Could you return every line of the entries below verbatim, with nothing added, dropped, or altered?
--- start of RECORDS TO USE ---
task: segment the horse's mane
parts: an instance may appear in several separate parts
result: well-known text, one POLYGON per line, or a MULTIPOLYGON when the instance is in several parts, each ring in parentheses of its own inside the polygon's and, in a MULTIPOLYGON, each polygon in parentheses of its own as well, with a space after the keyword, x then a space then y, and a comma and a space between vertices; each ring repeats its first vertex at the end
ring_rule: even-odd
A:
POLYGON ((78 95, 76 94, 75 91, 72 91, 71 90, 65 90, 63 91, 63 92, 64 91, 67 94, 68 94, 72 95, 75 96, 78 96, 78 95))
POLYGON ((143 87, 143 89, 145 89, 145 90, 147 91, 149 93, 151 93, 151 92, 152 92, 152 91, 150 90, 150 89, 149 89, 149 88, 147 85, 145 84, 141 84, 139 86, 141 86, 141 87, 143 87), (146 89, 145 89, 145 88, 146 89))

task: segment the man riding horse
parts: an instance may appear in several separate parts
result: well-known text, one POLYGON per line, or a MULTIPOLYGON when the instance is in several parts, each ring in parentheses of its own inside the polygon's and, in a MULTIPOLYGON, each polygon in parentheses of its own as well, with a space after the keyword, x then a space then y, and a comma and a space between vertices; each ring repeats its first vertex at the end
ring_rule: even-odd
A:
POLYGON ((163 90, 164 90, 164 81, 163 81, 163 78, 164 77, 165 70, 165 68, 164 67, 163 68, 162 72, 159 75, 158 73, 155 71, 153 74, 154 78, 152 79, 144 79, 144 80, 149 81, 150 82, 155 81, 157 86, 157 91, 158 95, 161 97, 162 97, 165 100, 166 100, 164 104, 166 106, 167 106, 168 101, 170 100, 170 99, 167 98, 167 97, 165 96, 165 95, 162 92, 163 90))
--- end of RECORDS TO USE ---
ANSWER TO THIS TASK:
task: segment the horse's mane
parts: an instance may appear in several separate parts
result: well-known text, one POLYGON per line, or a MULTIPOLYGON when the instance is in several parts, each ring in parentheses of its own inside the polygon's and, in a MULTIPOLYGON, each polygon in parentheses of its own as well, with a space after the keyword, x then a space then y, and a comma and a space between vertices; each ring repeats its first vertex at the end
ring_rule: even-odd
A:
POLYGON ((78 95, 76 94, 75 91, 72 91, 71 90, 65 90, 63 91, 63 92, 64 91, 67 94, 68 94, 72 95, 75 96, 78 96, 78 95))
POLYGON ((143 87, 143 89, 145 89, 145 90, 147 91, 149 93, 151 93, 151 92, 152 92, 152 91, 150 90, 150 89, 149 89, 149 88, 147 85, 145 84, 141 84, 139 86, 141 86, 141 87, 143 87), (146 89, 145 89, 145 88, 146 89))

task: segment the man riding horse
parts: an instance may appear in several separate parts
result: well-known text, one POLYGON per line, or a MULTIPOLYGON when the instance is in several parts, each ring in parentheses of its own inside the polygon's and, in a MULTIPOLYGON, each polygon in parentheses of its own as well, with a space after the keyword, x then a space then y, and a comma and a space between vertices; each ring repeats its first vertex at the end
ring_rule: even-odd
A:
POLYGON ((163 90, 164 90, 164 81, 163 81, 163 78, 164 77, 165 70, 165 68, 164 67, 163 68, 162 72, 159 75, 158 73, 155 71, 153 74, 154 78, 152 79, 144 79, 144 80, 149 81, 150 82, 155 81, 157 86, 157 91, 158 95, 161 97, 162 97, 165 100, 166 100, 164 104, 166 106, 167 106, 168 101, 170 100, 170 99, 167 98, 167 97, 165 96, 165 95, 162 92, 163 90))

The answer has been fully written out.